> _What you will do_:
The answer must consist of each line below that contains the word "truck", copied in full.

> _Task inputs_:
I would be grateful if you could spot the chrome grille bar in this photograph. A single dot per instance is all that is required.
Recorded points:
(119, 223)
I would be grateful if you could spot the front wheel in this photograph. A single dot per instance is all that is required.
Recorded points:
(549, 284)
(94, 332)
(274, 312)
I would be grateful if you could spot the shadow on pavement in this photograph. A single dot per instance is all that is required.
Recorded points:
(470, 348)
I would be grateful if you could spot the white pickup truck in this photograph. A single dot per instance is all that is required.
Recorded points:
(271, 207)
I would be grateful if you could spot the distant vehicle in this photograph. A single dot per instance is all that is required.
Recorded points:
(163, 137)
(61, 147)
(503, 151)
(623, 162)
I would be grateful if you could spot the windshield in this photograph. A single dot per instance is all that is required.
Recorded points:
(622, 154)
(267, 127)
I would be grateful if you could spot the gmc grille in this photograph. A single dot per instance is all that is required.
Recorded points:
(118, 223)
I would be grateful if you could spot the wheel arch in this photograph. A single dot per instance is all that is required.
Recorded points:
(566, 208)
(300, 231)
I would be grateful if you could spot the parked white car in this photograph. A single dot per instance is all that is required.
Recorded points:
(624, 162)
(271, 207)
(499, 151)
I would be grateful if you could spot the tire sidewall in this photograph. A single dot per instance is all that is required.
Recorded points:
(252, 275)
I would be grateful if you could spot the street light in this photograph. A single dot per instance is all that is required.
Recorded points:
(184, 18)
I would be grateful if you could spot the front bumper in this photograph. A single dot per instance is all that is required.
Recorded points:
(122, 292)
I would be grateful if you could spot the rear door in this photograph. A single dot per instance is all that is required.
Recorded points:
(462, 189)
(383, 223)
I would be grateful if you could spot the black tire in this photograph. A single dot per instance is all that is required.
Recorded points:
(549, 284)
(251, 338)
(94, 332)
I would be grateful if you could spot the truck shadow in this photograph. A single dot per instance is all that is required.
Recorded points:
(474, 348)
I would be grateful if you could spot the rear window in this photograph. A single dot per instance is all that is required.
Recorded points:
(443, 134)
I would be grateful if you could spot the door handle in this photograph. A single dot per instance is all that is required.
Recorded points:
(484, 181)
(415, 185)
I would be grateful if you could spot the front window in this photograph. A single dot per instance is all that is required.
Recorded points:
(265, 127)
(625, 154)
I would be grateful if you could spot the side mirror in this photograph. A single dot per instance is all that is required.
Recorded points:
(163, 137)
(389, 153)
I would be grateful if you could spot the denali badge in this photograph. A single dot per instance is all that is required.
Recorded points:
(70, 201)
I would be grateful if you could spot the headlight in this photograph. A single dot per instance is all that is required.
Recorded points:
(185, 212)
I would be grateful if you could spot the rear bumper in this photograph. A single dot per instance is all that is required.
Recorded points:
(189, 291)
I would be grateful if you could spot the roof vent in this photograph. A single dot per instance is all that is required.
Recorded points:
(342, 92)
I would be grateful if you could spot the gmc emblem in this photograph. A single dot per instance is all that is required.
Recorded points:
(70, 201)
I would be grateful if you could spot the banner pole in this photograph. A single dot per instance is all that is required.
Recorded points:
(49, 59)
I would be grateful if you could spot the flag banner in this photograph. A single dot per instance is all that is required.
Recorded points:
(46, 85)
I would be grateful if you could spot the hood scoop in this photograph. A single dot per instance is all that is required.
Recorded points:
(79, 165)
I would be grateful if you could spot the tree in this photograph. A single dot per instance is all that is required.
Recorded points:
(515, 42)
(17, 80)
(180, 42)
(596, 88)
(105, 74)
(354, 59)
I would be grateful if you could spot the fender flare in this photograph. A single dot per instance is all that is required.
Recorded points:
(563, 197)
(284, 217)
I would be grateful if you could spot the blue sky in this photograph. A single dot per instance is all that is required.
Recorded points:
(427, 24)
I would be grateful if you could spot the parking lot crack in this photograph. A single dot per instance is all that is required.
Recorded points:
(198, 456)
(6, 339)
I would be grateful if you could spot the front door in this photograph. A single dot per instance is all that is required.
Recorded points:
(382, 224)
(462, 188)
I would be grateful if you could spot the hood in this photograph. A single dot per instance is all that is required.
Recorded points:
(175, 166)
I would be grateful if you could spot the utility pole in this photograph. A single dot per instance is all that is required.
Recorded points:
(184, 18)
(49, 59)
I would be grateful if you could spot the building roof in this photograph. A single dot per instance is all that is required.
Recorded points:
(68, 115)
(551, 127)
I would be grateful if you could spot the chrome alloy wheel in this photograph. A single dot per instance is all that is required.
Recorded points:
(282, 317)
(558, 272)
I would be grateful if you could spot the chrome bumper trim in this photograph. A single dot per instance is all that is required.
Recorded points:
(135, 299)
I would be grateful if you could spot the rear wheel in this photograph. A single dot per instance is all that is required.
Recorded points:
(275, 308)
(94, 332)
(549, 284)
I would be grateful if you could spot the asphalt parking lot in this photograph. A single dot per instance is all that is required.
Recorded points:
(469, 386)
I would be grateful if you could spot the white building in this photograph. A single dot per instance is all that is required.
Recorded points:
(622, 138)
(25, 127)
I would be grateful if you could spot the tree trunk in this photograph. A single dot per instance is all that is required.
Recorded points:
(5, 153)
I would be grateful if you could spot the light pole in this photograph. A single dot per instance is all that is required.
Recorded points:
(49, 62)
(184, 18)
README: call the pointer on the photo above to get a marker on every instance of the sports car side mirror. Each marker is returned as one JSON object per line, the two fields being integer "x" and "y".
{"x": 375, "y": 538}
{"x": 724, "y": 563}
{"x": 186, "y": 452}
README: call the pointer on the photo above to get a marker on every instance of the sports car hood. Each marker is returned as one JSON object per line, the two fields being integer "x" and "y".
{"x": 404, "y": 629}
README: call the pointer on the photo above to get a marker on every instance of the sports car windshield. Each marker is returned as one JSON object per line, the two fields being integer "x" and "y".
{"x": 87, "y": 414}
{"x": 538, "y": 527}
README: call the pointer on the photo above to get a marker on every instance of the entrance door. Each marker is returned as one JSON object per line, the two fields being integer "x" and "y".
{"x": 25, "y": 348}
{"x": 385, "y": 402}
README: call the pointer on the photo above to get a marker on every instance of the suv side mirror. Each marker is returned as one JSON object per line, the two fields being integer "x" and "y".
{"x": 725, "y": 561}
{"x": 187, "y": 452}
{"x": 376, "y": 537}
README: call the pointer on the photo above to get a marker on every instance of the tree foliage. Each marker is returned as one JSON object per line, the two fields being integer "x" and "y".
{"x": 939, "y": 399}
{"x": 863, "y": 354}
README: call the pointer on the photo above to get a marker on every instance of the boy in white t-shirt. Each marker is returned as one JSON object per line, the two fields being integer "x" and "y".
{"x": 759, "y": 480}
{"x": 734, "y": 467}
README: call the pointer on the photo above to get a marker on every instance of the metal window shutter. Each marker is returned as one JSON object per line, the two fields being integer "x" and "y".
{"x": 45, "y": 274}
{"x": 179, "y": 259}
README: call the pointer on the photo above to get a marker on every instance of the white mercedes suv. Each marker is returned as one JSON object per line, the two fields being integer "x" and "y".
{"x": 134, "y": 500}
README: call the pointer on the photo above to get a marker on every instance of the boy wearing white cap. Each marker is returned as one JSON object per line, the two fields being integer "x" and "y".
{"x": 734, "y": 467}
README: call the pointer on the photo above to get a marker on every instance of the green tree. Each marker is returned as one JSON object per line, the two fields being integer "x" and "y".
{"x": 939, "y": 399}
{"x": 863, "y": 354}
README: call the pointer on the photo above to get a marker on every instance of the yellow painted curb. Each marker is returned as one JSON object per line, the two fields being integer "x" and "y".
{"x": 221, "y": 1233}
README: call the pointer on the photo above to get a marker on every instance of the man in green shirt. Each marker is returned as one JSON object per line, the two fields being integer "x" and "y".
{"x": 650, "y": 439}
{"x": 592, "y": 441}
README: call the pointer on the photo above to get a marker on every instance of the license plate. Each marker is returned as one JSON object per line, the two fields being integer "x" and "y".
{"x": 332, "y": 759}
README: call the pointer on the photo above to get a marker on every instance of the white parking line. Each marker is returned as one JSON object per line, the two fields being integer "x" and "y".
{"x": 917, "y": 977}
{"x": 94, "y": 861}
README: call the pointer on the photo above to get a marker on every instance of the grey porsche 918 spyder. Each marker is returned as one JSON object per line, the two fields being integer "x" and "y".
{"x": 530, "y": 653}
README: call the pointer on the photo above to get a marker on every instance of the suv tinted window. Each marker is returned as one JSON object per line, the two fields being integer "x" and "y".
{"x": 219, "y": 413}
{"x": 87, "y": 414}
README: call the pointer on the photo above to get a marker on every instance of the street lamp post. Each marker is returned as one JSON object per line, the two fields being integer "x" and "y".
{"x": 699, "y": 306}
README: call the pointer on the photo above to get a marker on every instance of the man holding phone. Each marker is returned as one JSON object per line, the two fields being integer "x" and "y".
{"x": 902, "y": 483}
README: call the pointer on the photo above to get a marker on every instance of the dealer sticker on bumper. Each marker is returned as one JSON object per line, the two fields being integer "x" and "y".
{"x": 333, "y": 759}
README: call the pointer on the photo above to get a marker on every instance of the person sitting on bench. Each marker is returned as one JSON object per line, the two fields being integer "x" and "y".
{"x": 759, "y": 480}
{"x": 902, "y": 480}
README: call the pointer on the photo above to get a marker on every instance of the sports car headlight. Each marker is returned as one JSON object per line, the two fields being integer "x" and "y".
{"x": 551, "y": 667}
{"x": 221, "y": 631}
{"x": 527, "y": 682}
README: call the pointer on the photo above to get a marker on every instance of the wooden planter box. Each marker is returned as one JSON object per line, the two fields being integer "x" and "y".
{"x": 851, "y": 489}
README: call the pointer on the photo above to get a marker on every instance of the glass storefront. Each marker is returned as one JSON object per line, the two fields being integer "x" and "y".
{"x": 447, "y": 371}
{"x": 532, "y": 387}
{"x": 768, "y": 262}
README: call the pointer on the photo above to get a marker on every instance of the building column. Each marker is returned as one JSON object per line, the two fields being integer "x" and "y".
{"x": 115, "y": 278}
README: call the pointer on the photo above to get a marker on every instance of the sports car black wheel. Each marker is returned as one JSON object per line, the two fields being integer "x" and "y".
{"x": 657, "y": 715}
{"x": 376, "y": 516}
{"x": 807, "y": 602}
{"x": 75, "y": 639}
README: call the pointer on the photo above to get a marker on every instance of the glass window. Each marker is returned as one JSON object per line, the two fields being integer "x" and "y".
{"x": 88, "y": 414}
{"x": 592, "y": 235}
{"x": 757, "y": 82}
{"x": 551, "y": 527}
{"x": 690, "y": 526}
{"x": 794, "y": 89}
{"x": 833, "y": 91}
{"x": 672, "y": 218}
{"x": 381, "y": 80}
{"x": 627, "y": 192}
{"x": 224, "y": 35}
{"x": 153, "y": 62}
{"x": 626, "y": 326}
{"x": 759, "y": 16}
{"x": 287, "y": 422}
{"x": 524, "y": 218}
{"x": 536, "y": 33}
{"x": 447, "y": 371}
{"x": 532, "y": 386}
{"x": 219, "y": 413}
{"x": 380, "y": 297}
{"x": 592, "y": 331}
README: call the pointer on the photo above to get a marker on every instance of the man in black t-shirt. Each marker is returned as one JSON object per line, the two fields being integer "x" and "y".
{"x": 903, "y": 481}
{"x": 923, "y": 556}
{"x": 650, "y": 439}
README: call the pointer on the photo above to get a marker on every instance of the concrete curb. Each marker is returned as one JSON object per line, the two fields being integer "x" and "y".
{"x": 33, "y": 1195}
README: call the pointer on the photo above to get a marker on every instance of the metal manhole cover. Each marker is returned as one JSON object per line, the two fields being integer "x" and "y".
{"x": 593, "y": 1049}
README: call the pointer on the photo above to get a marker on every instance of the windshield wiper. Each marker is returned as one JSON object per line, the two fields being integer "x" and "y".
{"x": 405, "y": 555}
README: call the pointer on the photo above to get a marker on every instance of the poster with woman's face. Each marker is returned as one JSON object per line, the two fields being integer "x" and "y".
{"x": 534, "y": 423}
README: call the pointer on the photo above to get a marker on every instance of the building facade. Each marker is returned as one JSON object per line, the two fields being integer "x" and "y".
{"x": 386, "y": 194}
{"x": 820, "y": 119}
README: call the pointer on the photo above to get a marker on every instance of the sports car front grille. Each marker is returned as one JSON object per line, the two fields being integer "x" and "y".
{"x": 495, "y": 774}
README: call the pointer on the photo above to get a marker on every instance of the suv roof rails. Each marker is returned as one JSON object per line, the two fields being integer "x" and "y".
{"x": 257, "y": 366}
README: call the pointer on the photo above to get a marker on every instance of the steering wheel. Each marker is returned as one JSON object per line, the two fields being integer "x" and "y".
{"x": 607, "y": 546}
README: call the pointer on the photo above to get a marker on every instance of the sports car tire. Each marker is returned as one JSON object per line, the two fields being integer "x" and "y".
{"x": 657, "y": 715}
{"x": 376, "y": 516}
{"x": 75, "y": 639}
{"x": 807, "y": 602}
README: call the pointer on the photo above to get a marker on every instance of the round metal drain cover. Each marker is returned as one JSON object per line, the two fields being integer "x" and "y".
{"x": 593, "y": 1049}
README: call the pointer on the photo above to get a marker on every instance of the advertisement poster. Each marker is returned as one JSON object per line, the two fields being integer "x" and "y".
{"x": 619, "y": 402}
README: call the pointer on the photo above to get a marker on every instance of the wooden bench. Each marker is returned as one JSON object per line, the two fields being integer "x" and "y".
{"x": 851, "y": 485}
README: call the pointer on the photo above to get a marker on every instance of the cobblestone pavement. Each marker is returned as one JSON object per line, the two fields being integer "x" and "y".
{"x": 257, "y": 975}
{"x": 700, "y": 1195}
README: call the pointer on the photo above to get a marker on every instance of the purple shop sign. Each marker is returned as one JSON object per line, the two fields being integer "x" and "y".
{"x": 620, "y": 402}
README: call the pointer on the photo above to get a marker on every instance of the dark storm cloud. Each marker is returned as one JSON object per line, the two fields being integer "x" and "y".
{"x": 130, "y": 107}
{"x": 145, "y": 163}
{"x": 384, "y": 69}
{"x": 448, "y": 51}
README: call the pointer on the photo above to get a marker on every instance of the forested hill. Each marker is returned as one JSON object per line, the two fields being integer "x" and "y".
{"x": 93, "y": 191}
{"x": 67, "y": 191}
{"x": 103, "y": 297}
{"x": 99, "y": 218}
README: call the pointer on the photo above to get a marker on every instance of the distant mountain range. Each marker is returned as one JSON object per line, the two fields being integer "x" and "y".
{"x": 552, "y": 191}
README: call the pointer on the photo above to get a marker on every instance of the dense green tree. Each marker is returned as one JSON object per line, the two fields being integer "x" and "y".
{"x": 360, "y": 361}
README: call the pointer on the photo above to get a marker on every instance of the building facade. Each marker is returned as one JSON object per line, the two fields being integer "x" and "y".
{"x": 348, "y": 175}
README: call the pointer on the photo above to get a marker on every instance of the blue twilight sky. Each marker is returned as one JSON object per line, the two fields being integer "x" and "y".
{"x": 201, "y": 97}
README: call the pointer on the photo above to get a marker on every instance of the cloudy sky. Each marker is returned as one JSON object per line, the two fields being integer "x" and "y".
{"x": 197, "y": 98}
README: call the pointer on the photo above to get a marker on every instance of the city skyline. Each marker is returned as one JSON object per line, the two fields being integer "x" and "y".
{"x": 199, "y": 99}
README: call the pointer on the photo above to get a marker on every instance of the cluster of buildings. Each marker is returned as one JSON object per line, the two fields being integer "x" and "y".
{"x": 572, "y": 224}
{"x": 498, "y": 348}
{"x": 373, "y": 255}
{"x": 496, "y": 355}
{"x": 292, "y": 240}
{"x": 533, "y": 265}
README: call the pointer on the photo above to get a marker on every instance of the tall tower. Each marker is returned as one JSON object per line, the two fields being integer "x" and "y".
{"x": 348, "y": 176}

> _Response_:
I would be grateful if you could spot the white pickup truck in this photograph. A single dot per instance is all that is required.
I would be grateful if you could spot the truck shadow in this photograph. A single dot per instance is all that is required.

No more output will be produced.